## TEXT EXTRACT

B. Wilkinson, 128 Sherwood Avenue, Abingdon, Oxon, OX14 3TX, Great Britain
Interaction, the Scottish 2005 Worldcon, is a few days off as I write. I hope to see many old friends there, and perhaps meet some new ones. I wish it all success.
Contact: Interaction, 379 Myrtle Road, Sheffield, South Yorkshire, S2 3HQ, UK. Also: info[at]interaction.worldcon.org.uk and http://www.interaction.worldcon.org.uk.
The Tolkien 2005 event is the week after (11-15 August), held at Aston University, Birmingham http://www.tolkiensociety.org/2005/.
The SFHub (http://www.sfhub.ac.uk/) is a subject portal for science fiction scholars created by The University of Liverpool Library, and containing an index of its collection of Science Fiction and SF related manuscripts. This is the culmination of many years of work. Apart from the steadily growing indexes, there are useful links to other SF scholarship and other SF related sites.
My first trip really abroad in years (since I went to Poland in 2003) was to the Ukrainian National SF convention this spring. The convention is financed considerably by the attached computer fair – and that was unlike any I'd seen in years too. Boris Sidyuk and the others in the organising team are involved in a computer magazine, My Computer, and this magazine sponsors both the fair and the con. The relationship is not parasitical, as I had first thought (a neat trick to get finance), the presence of the SF con feeds back into the computer fair. That is in turn because the computer fair isn't like any I have met in years – there was a buzz long missing from British computer fairs. Apparently, while disk and box sellers were being charged full whack for their stalls, the tiny little booths at which games developers were showing off the prototypes of their new games cost little or nothing. But they were considerably what drew the crowds (and crowds there were). Leading edge stuff some of it. Not only the new Cossacks II, but also a demo of a future game by the same company, Stalker, set in the zone at Chernobyl. And with some very impressive graphics (although you can't tell what the game play is like from a demo). The games developers mixed with the SF writers, leading to a cultural cross-fertilisation useful to both.
In the SF con proper, a type of fantasy fed by history appeared to be the subject of much discussion, there is also a thriving RPG scene to which numbers of the younger fans (and there are plenty of them) belong.
The fair included two or three bookstalls, selling new SF (and computer) books. I asked if there was a second hand market for SF books, and was told that there was, but not at the con. I was then taken for a couple of hours to a market, somewhat outside town, where I went to a couple of book booths. The first was a specialist in SF, and the only specialist SF bookshop in Kiev. While a few books were displayed at the front, most were behind the stall holder, and you had to ask for them. I bought several for the Science Fiction Foundation. However, I was also interested in second hand books. We then went to a second hand bookstall. Initially I was offered recent translations of English language SF books, then the stall holder got the hang of the fact that I was interested in that old Soviet stuff. There was no recent Russian or Ukrainian SF, relatively little of it has been sold, and the owners of those few books hang on to them. Hence no second hand market for the casual buyer. I picked up a number of SF books from the late eighties, and some from earlier periods.

Source records:
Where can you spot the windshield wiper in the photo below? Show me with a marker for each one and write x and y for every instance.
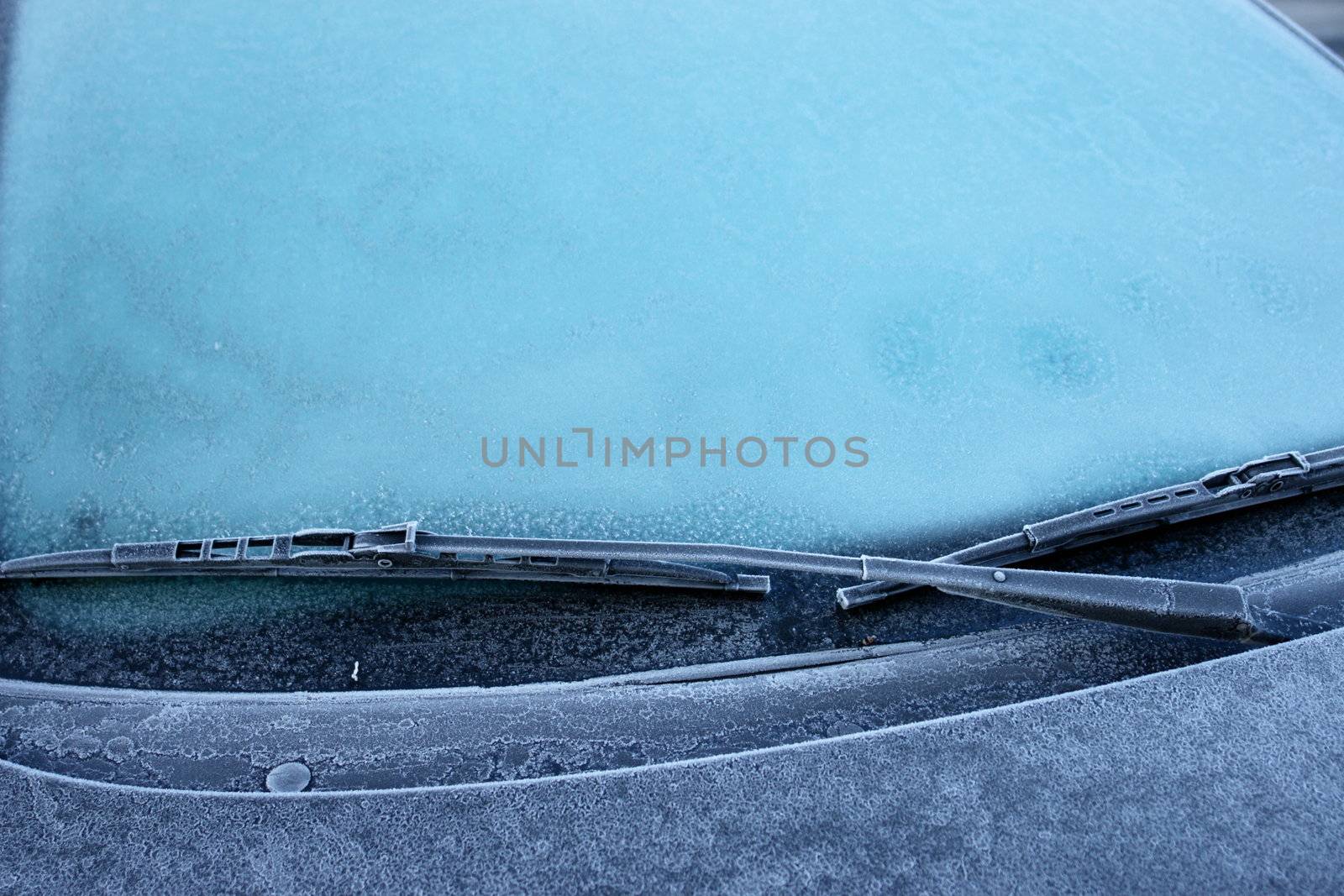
(1269, 479)
(1229, 611)
(400, 551)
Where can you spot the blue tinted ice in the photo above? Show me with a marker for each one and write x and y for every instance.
(262, 269)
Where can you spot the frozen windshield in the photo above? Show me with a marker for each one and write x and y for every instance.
(262, 270)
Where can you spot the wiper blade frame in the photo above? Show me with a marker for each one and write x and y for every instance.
(1269, 479)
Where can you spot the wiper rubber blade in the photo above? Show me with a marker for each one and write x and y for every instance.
(391, 553)
(1160, 605)
(1269, 479)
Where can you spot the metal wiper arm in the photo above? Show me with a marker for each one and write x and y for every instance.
(1269, 479)
(391, 553)
(1162, 605)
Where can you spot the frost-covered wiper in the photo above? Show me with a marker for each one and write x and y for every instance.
(1242, 611)
(1269, 479)
(400, 551)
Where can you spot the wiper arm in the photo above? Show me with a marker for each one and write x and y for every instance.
(398, 551)
(1162, 605)
(1269, 479)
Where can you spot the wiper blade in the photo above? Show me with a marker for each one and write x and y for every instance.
(1269, 479)
(1160, 605)
(398, 551)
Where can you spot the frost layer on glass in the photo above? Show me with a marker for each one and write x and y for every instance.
(264, 270)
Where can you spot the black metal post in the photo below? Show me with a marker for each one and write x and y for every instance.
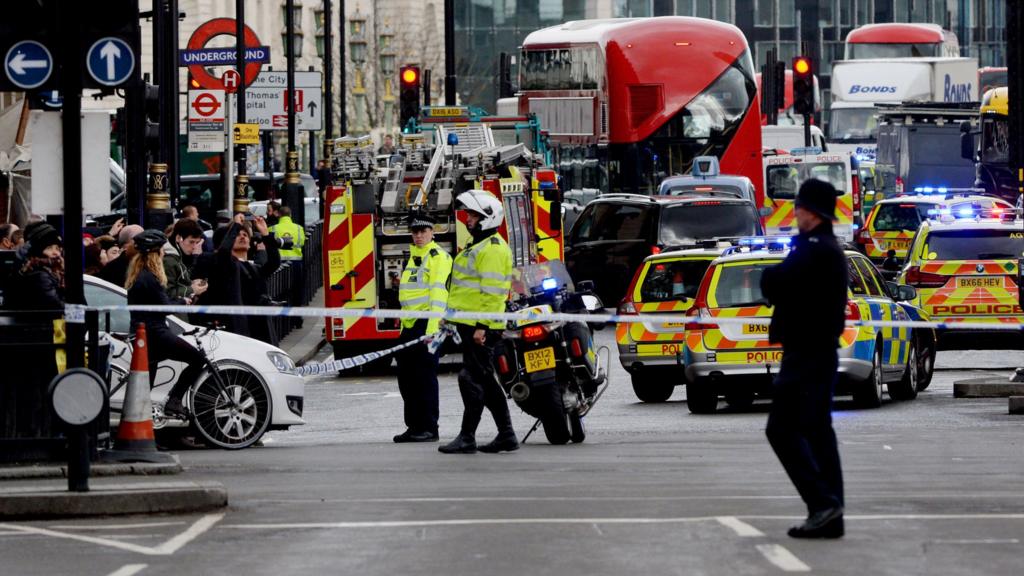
(328, 82)
(241, 151)
(71, 87)
(449, 52)
(342, 65)
(292, 182)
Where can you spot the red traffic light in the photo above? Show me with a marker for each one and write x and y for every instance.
(801, 65)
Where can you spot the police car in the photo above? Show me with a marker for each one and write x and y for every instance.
(892, 222)
(664, 284)
(734, 359)
(965, 268)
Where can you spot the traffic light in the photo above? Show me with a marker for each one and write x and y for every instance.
(409, 94)
(803, 85)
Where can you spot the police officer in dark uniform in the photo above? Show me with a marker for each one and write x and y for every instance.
(808, 290)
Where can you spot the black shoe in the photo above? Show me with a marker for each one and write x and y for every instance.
(461, 445)
(504, 442)
(823, 524)
(410, 436)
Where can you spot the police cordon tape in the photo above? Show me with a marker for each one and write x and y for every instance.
(434, 342)
(77, 312)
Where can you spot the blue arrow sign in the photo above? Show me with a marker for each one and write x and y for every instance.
(110, 60)
(28, 65)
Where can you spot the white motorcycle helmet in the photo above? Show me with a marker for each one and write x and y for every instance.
(485, 204)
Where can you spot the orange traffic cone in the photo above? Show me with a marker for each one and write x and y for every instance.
(135, 441)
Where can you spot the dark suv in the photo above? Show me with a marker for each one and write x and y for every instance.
(615, 232)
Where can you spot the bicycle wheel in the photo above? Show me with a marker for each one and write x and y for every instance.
(233, 417)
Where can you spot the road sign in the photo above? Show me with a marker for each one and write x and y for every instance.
(28, 65)
(111, 60)
(230, 79)
(246, 133)
(206, 120)
(203, 35)
(266, 100)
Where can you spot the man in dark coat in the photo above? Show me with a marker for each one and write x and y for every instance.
(809, 292)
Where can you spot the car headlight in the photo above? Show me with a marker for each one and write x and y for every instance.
(282, 362)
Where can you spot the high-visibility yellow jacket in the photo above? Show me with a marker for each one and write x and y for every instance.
(424, 283)
(286, 229)
(481, 276)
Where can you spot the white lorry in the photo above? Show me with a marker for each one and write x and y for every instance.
(858, 85)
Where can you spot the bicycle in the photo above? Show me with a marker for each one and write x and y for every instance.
(228, 406)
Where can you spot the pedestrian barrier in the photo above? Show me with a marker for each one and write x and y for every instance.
(135, 441)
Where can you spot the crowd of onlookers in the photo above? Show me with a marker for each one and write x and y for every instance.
(228, 264)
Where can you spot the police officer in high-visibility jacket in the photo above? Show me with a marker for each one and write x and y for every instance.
(292, 239)
(481, 276)
(423, 287)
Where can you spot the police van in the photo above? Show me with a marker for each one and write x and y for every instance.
(784, 173)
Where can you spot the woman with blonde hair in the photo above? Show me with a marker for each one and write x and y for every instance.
(146, 285)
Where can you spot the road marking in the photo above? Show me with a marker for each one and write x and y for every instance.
(167, 548)
(129, 570)
(194, 531)
(118, 526)
(739, 527)
(782, 558)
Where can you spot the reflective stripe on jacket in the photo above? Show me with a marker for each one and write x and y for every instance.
(481, 277)
(285, 230)
(423, 285)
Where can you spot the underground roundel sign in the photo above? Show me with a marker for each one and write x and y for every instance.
(209, 31)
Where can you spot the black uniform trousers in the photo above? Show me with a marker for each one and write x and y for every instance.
(418, 381)
(478, 383)
(165, 345)
(800, 427)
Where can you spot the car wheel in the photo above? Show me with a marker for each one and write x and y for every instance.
(701, 398)
(649, 391)
(906, 387)
(868, 393)
(232, 417)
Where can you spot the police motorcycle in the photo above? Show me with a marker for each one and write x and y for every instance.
(551, 368)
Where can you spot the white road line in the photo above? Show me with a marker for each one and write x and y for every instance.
(782, 558)
(129, 570)
(194, 531)
(118, 526)
(167, 548)
(739, 527)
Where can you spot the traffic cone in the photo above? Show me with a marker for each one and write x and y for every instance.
(135, 441)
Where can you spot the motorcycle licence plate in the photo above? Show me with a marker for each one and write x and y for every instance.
(538, 360)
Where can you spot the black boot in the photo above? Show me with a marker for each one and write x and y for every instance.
(822, 524)
(504, 442)
(462, 444)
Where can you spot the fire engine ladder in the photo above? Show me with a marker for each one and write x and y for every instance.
(393, 186)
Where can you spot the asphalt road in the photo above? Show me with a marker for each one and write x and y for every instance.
(933, 487)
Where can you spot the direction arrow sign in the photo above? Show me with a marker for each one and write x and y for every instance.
(110, 60)
(28, 65)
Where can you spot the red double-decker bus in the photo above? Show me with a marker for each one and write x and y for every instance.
(629, 101)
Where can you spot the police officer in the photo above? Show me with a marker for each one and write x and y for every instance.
(423, 287)
(480, 281)
(808, 290)
(292, 239)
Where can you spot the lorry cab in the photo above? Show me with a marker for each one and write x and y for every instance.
(784, 173)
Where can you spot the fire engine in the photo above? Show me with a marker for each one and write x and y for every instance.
(451, 150)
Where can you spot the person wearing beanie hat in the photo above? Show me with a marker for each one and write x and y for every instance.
(808, 291)
(38, 285)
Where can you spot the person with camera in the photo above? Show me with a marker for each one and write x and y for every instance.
(235, 280)
(146, 283)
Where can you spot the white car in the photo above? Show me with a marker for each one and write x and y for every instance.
(256, 375)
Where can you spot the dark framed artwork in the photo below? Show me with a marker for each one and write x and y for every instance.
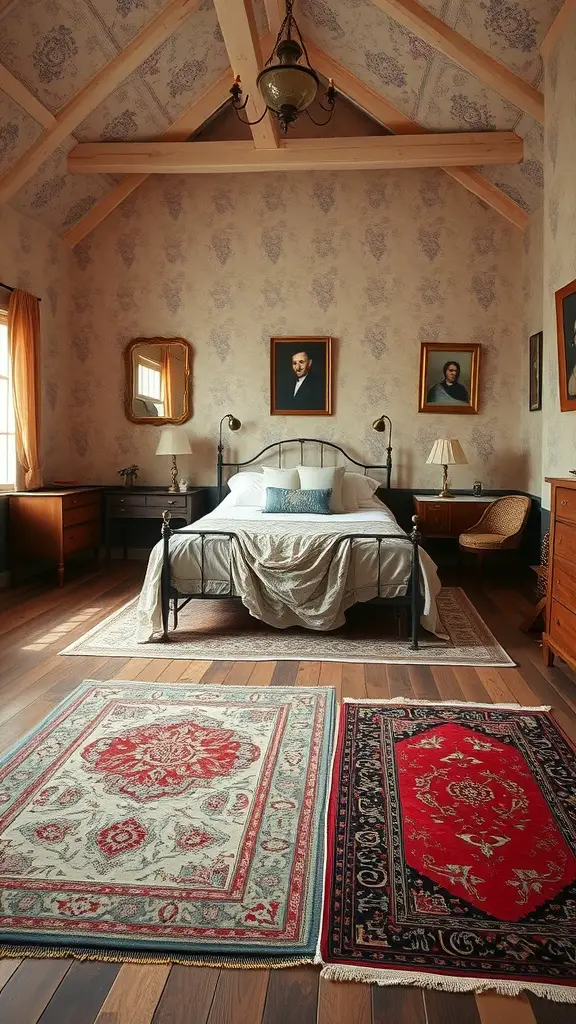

## DESCRIPTION OF THE TASK
Extract the passage of the convention letter above, everything from "B. Wilkinson, 128" down to "University, Birmingham http://www.tolkiensociety.org/2005/.".

## TASK RESPONSE
B. Wilkinson, 128 Sherwood Avenue, Abingdon, Oxon, OX14 3TX, Great Britain
Interaction, the Scottish 2005 Worldcon, is a few days off as I write. I hope to see many old friends there, and perhaps meet some new ones. I wish it all success.
Contact: Interaction, 379 Myrtle Road, Sheffield, South Yorkshire, S2 3HQ, UK. Also: info[at]interaction.worldcon.org.uk and http://www.interaction.worldcon.org.uk.
The Tolkien 2005 event is the week after (11-15 August), held at Aston University, Birmingham http://www.tolkiensociety.org/2005/.